§ TEXTE FOURNI:
|---|
La chercheuse britannique dont parle Joe Schwarcz, c’est Philippa Darbre, professeure de biologie à l’université de Reading. Elle admet que ses résultats sont préliminaires, mais soutient que ce n’est pas une raison pour les rejeter. «Les humains sont exposés à de petites quantités de milliers de produits chimiques tous les jours. C’est très difficile d’isoler dans ce cocktail l’action d’une seule molécule sur la santé. Il faut des années d’études pour monter la preuve.»

Janice Melanson, directrice d’Action cancer du sein de Montréal, est du même avis. «Dans les années 1950, 1 Canadienne sur 20 était atteinte d’un cancer du sein au cours de sa vie. Maintenant, c’est 1 sur 9. L’explication ne peut pas se cacher que dans les gènes.» Selon Mme Melanson, au nom du principe de précaution, il faut donc s’assurer qu’une molécule est sécuritaire avant d’encourager les gens à l’appliquer sur leur peau.

Joe Schwarcz, lui, rétorque du tac au tac: si le taux de cancer du sein a augmenté, c’est avant tout parce que les Canadiennes vivent plus longtemps, ont leurs enfants plus tard et souffrent plus d’obésité qu’avant. Et parce qu’on diagnostique mieux la maladie aujourd’hui. «L’exposition aux différents produits chimiques peut jouer un rôle, prend-il soin de préciser, mais il faut se rappeler qu’aucune activité humaine n’est sans risque. Quand on hume l’odeur du café, on respire plus de 1000 composés chimiques. Est-ce qu’on panique pour autant?»
|---|
Items d’un jeu de données

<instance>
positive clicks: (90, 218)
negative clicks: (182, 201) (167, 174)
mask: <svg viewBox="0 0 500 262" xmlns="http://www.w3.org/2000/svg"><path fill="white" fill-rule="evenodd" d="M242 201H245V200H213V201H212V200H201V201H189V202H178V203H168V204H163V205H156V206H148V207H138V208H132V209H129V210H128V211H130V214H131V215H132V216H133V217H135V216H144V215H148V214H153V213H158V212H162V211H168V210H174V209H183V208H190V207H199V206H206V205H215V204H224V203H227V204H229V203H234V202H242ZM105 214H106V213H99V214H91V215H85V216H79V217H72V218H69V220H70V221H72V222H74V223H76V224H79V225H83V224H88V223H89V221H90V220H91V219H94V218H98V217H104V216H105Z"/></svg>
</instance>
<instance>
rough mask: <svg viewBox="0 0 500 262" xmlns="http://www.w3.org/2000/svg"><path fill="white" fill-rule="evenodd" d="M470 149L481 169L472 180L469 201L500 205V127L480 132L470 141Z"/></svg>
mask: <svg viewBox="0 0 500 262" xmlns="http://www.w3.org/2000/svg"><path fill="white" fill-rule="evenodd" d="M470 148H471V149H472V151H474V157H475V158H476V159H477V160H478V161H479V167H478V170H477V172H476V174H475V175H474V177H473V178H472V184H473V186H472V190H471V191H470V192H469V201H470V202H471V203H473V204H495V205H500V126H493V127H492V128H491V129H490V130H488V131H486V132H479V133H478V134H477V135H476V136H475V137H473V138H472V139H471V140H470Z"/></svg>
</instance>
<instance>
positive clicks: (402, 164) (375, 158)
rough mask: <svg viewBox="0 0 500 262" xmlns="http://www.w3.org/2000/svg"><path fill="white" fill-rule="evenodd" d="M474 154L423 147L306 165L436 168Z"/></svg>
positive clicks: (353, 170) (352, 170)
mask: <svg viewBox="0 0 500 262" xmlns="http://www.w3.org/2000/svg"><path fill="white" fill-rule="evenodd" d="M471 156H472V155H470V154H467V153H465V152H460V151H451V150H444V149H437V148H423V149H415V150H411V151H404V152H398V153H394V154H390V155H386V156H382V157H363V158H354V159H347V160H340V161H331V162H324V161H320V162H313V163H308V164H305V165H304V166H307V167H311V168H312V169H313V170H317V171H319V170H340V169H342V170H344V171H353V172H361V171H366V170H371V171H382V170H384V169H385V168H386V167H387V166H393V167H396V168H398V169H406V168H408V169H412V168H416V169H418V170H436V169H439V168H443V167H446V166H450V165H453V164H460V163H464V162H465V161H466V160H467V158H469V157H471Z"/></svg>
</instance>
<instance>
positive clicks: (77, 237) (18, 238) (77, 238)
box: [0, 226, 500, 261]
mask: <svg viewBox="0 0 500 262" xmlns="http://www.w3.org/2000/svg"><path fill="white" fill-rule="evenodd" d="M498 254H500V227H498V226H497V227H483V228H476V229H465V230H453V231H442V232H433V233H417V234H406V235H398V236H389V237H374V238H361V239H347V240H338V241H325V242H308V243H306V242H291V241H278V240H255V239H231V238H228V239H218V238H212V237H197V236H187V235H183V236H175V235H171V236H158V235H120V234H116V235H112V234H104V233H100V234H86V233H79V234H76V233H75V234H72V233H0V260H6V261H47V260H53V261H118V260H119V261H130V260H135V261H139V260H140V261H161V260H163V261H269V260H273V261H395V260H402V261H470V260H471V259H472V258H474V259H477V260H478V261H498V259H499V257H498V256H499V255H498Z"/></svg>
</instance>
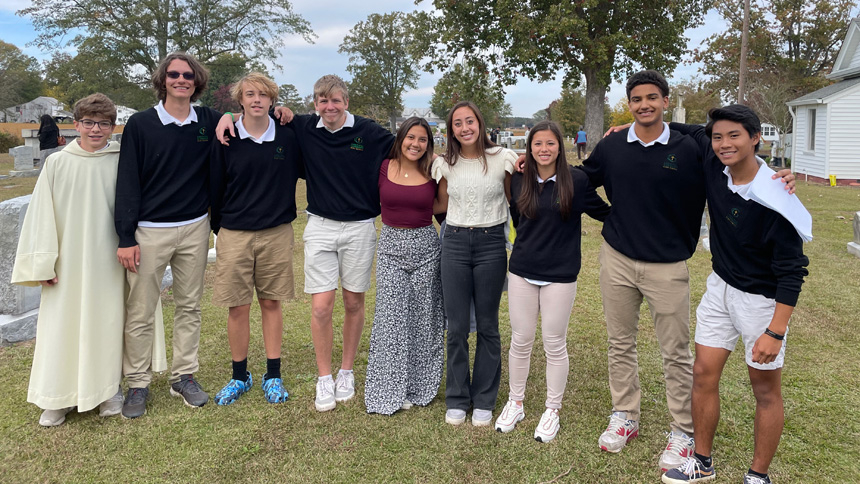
|---|
§ CONSIGNES:
- a) Transcrivez fidèlement le passage du texte sur le cancer du sein qui commence à "Janice Melanson, directrice" et se termine à "sur leur peau.".
- b) Reprenez le texte sur le cancer du sein à partir de sa dernière phrase et poursuivez-le.
Les items n’ont aucun lien avec le texte sur le cancer du sein.

§ RÉPONSES PAR CONSIGNE:
- a)
Janice Melanson, directrice d’Action cancer du sein de Montréal, est du même avis. «Dans les années 1950, 1 Canadienne sur 20 était atteinte d’un cancer du sein au cours de sa vie. Maintenant, c’est 1 sur 9. L’explication ne peut pas se cacher que dans les gènes.» Selon Mme Melanson, au nom du principe de précaution, il faut donc s’assurer qu’une molécule est sécuritaire avant d’encourager les gens à l’appliquer sur leur peau.

- b)
Appel à la modération

Selon Lionel de Benetti, PDG de la recherche des laboratoires Clarins, l’industrie des cosmétiques est une proie trop facile. «Nos produits sont entourés d’une aura de superficialité. On se plaît à les diaboliser et à les discréditer. Pourtant, ils sont soumis à des lois et à des règlements très sévères.»

Au Canada, depuis 2006, les fabricants de produits cosmétiques doivent obligatoirement imprimer la liste des ingrédients sur leurs emballages… à l’exception de ceux entrant dans la composition des parfums, qui peuvent se compter par centaines, en très petites concentrations. «L’industrie n’a aucun avantage à utiliser des substances potentiellement dangereuses pour la santé», fait valoir Darren Praznik, PDG de l’Association canadienne des cosmétiques, produits de toilette et parfums. «C’est notre réputation qui est en jeu!» Cet ancien ministre de la Santé du Manitoba soutient que les membres de son association s’assurent de la sécurité de leurs ingrédients, effectuent un suivi auprès des consommateurs et prennent très au sérieux les inquiétudes relatives aux effets indésirables de certains produits. Le PABA a été retiré des lotions solaires lorsque son effet allergène a été mis au jour, rappelle-t-il.

«La science avance par essais et erreurs, admet Joe Schwarcz. Il arrive qu’on doive rectifier le tir, et il faut rester vigilant. Toutefois, il est inutile d’alarmer la population comme le fait la Fondation Suzuki.»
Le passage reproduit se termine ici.